• _WRITTEN INSTRUCTION_:
Format every line of the items below as a JSON list of strings, with one string per line and blank lines omitted.

--- Start of THE RECORDS ---

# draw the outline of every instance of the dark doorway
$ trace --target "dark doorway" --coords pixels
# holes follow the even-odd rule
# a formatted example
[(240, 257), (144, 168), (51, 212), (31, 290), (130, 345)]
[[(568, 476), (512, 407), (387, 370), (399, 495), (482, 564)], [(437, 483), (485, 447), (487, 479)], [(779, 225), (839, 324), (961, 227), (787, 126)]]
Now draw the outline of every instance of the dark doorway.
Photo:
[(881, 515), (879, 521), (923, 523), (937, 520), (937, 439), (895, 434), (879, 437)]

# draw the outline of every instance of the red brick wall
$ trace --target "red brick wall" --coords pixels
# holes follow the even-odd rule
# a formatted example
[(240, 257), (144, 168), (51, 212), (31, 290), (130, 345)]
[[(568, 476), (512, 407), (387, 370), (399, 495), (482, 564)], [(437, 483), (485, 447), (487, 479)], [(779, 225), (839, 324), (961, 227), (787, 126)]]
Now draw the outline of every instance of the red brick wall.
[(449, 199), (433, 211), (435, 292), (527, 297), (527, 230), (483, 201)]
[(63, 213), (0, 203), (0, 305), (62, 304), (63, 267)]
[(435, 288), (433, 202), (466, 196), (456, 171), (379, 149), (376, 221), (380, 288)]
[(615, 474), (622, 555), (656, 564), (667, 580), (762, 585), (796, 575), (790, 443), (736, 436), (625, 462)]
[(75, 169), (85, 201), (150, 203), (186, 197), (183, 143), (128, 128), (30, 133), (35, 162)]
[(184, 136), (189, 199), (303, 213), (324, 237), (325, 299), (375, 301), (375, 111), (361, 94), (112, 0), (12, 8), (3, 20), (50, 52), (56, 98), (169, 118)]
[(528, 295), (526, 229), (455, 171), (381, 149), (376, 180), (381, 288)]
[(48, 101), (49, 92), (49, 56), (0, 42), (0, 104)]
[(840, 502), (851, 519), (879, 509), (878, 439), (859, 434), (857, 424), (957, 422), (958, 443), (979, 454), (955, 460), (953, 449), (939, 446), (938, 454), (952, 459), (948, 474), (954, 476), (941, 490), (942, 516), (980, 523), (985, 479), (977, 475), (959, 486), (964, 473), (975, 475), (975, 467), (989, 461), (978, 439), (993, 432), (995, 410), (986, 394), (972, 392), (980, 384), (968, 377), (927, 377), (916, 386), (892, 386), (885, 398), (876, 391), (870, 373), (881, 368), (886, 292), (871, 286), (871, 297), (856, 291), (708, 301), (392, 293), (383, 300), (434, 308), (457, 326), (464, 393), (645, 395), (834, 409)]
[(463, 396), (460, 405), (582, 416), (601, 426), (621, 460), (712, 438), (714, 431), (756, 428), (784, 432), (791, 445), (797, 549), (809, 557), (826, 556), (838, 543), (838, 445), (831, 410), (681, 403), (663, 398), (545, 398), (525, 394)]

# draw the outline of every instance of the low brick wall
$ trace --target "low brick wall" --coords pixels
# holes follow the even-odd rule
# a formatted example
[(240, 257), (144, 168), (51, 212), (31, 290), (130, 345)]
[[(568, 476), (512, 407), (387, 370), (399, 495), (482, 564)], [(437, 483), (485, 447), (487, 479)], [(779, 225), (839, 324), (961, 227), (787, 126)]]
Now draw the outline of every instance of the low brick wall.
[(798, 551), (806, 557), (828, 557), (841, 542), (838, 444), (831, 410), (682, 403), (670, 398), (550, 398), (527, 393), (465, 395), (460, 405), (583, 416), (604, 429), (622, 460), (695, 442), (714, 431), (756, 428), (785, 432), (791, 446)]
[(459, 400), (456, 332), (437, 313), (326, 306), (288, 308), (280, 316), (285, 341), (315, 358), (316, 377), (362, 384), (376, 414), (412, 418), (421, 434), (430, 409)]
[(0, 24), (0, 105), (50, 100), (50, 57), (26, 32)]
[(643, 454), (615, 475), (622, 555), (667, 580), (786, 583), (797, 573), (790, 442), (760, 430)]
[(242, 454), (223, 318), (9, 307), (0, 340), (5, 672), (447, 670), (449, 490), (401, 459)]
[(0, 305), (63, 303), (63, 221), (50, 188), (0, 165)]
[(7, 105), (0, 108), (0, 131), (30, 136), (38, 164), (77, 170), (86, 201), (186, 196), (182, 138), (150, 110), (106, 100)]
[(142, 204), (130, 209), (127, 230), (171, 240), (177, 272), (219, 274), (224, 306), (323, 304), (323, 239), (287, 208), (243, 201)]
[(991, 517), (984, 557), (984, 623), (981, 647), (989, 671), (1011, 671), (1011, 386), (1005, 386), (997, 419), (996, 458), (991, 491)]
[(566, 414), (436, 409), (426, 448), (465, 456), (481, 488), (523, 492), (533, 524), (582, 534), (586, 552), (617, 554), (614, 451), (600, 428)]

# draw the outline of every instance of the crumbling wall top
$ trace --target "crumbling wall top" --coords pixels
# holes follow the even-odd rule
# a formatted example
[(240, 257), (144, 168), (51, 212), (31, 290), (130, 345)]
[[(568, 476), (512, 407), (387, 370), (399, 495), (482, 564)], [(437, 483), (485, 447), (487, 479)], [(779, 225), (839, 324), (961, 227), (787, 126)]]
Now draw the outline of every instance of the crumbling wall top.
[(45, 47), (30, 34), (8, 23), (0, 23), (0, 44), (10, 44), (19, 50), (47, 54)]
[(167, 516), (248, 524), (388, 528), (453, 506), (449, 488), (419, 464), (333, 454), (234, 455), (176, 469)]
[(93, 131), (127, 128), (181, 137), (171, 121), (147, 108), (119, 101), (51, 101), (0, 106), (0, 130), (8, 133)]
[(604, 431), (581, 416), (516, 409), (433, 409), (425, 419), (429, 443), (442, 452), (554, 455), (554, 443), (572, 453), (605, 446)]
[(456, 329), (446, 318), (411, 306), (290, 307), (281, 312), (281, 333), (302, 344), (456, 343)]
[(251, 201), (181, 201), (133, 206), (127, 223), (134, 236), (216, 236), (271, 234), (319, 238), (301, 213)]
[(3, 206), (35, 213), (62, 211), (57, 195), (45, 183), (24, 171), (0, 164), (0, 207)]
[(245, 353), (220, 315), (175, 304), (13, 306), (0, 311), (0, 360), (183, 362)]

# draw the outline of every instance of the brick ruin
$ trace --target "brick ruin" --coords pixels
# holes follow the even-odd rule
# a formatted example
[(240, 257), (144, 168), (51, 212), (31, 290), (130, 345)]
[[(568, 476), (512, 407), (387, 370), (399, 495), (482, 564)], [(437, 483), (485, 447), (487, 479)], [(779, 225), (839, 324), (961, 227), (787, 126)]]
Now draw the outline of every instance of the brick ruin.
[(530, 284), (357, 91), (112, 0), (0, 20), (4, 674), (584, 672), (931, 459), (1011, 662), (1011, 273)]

--- End of THE RECORDS ---

• _CORRECT RESULT_:
[
  "# draw the outline of every instance of the dark doorway",
  "$ trace --target \"dark doorway\" --coords pixels",
  "# holes follow the even-odd rule",
  "# a formatted example",
  "[(240, 257), (144, 168), (51, 212), (31, 290), (130, 345)]",
  "[[(568, 476), (512, 407), (387, 370), (399, 495), (482, 564)], [(437, 483), (485, 447), (487, 479)], [(779, 225), (839, 324), (961, 227), (787, 126)]]",
  "Now draw the outline of every instance of the dark doorway.",
  "Photo:",
  "[(881, 515), (879, 521), (923, 523), (937, 520), (937, 439), (895, 434), (879, 437)]",
  "# draw the outline of every instance of the red brick wall",
  "$ trace --target \"red brick wall\" --coords pixels",
  "# holes follow the even-odd rule",
  "# a formatted example",
  "[(240, 257), (144, 168), (51, 212), (31, 290), (130, 345)]",
  "[[(568, 476), (512, 407), (387, 370), (399, 495), (482, 564)], [(437, 483), (485, 447), (487, 479)], [(779, 225), (839, 324), (961, 227), (787, 126)]]",
  "Now draw the outline of every instance of the red brick wall.",
  "[(449, 199), (433, 211), (435, 292), (527, 297), (527, 230), (483, 201)]",
  "[(63, 213), (0, 203), (0, 305), (62, 304), (63, 267)]",
  "[(435, 288), (433, 202), (466, 196), (456, 171), (379, 149), (376, 221), (380, 288)]",
  "[(615, 474), (622, 555), (656, 564), (667, 580), (762, 585), (796, 575), (790, 443), (736, 436), (625, 462)]",
  "[(75, 169), (85, 201), (150, 203), (186, 197), (183, 143), (128, 128), (30, 133), (35, 162)]",
  "[(184, 136), (189, 199), (303, 213), (324, 237), (325, 299), (375, 301), (375, 111), (361, 94), (112, 0), (12, 8), (3, 20), (50, 52), (56, 98), (169, 118)]",
  "[(528, 295), (526, 229), (455, 171), (381, 149), (376, 180), (381, 288)]",
  "[(48, 101), (49, 92), (49, 56), (0, 42), (0, 104)]",
  "[(840, 502), (851, 519), (879, 509), (878, 439), (859, 434), (857, 424), (957, 422), (958, 443), (979, 454), (955, 460), (953, 449), (939, 446), (938, 454), (952, 459), (948, 474), (954, 476), (941, 490), (942, 516), (980, 523), (985, 479), (977, 475), (959, 486), (964, 473), (975, 475), (975, 467), (989, 461), (978, 439), (993, 432), (995, 410), (986, 394), (972, 392), (980, 384), (968, 377), (927, 377), (916, 386), (892, 386), (885, 398), (876, 391), (870, 373), (881, 368), (886, 292), (871, 286), (871, 297), (856, 291), (708, 301), (392, 293), (383, 300), (434, 308), (457, 326), (464, 393), (645, 395), (834, 409)]",
  "[(463, 396), (460, 405), (582, 416), (601, 426), (621, 460), (712, 438), (714, 431), (756, 428), (784, 432), (791, 445), (797, 549), (809, 557), (826, 556), (838, 543), (838, 445), (831, 410), (681, 403), (663, 398), (545, 398), (525, 394)]",
  "# draw the outline of every instance of the low brick wall",
  "$ trace --target \"low brick wall\" --coords pixels",
  "# holes follow the even-odd rule",
  "# a formatted example",
  "[(240, 257), (144, 168), (51, 212), (31, 290), (130, 345)]",
  "[[(568, 476), (512, 407), (387, 370), (399, 495), (482, 564)], [(437, 483), (485, 447), (487, 479)], [(779, 225), (839, 324), (961, 227), (787, 126)]]",
  "Now draw the outline of every instance of the low brick wall.",
  "[(798, 551), (806, 557), (828, 557), (841, 542), (838, 444), (831, 410), (682, 403), (670, 398), (550, 398), (527, 393), (465, 395), (460, 405), (583, 416), (604, 429), (622, 460), (695, 442), (714, 431), (756, 428), (785, 432), (791, 446)]",
  "[(459, 400), (456, 332), (437, 313), (326, 306), (288, 308), (280, 316), (285, 341), (315, 358), (316, 377), (362, 384), (376, 414), (412, 418), (421, 434), (430, 409)]",
  "[(0, 24), (0, 105), (50, 100), (50, 57), (26, 32)]",
  "[(643, 454), (615, 475), (622, 555), (667, 580), (786, 583), (797, 573), (790, 442), (760, 430)]",
  "[(242, 454), (223, 318), (9, 307), (0, 340), (5, 672), (447, 670), (449, 490), (401, 459)]",
  "[(0, 305), (63, 303), (63, 221), (50, 188), (0, 165)]",
  "[(7, 105), (0, 108), (0, 131), (30, 136), (38, 164), (77, 170), (86, 201), (186, 196), (182, 138), (150, 110), (106, 100)]",
  "[(142, 204), (130, 209), (127, 230), (171, 240), (177, 272), (219, 274), (224, 306), (323, 304), (323, 239), (287, 208), (243, 201)]",
  "[(991, 517), (984, 557), (984, 623), (981, 647), (989, 671), (1011, 671), (1011, 386), (1005, 386), (997, 419), (996, 458), (991, 491)]",
  "[(566, 414), (436, 409), (426, 448), (465, 456), (481, 488), (523, 492), (533, 524), (582, 534), (586, 552), (617, 554), (614, 451), (600, 428)]",
  "# draw the outline of every instance of the crumbling wall top",
  "$ trace --target \"crumbling wall top\" --coords pixels",
  "# holes follow the even-odd rule",
  "# a formatted example",
  "[(240, 257), (144, 168), (51, 212), (31, 290), (130, 345)]",
  "[[(568, 476), (512, 407), (387, 370), (399, 495), (482, 564)], [(437, 483), (485, 447), (487, 479)], [(779, 225), (839, 324), (961, 227), (787, 126)]]",
  "Now draw the outline of every instance of the crumbling wall top.",
  "[(45, 47), (30, 34), (8, 23), (0, 23), (0, 44), (10, 44), (19, 50), (47, 54)]",
  "[(167, 516), (248, 524), (388, 528), (453, 506), (449, 488), (419, 464), (333, 454), (234, 455), (176, 469)]",
  "[(93, 131), (127, 128), (181, 137), (171, 121), (147, 108), (119, 101), (51, 101), (0, 106), (0, 130), (8, 133)]",
  "[(604, 431), (581, 416), (516, 409), (433, 409), (425, 419), (429, 443), (442, 452), (554, 455), (554, 443), (572, 453), (605, 446)]",
  "[(456, 329), (446, 318), (411, 306), (290, 307), (281, 312), (281, 333), (302, 344), (456, 343)]",
  "[(251, 201), (181, 201), (133, 206), (127, 223), (134, 236), (216, 236), (271, 234), (319, 238), (301, 213)]",
  "[(3, 206), (35, 213), (62, 211), (57, 195), (45, 183), (24, 171), (0, 164), (0, 207)]",
  "[(245, 353), (220, 315), (175, 304), (13, 306), (0, 311), (0, 360), (183, 362)]",
  "# draw the outline of every instance of the brick ruin",
  "$ trace --target \"brick ruin\" --coords pixels",
  "# holes follow the even-odd rule",
  "# a formatted example",
  "[(240, 257), (144, 168), (51, 212), (31, 290), (130, 345)]",
  "[[(568, 476), (512, 407), (387, 370), (399, 495), (482, 564)], [(437, 483), (485, 447), (487, 479)], [(779, 225), (839, 324), (961, 227), (787, 126)]]",
  "Now draw the outline of every instance of the brick ruin.",
  "[(530, 284), (357, 91), (112, 0), (0, 20), (4, 674), (584, 672), (931, 459), (1011, 662), (1011, 273)]"
]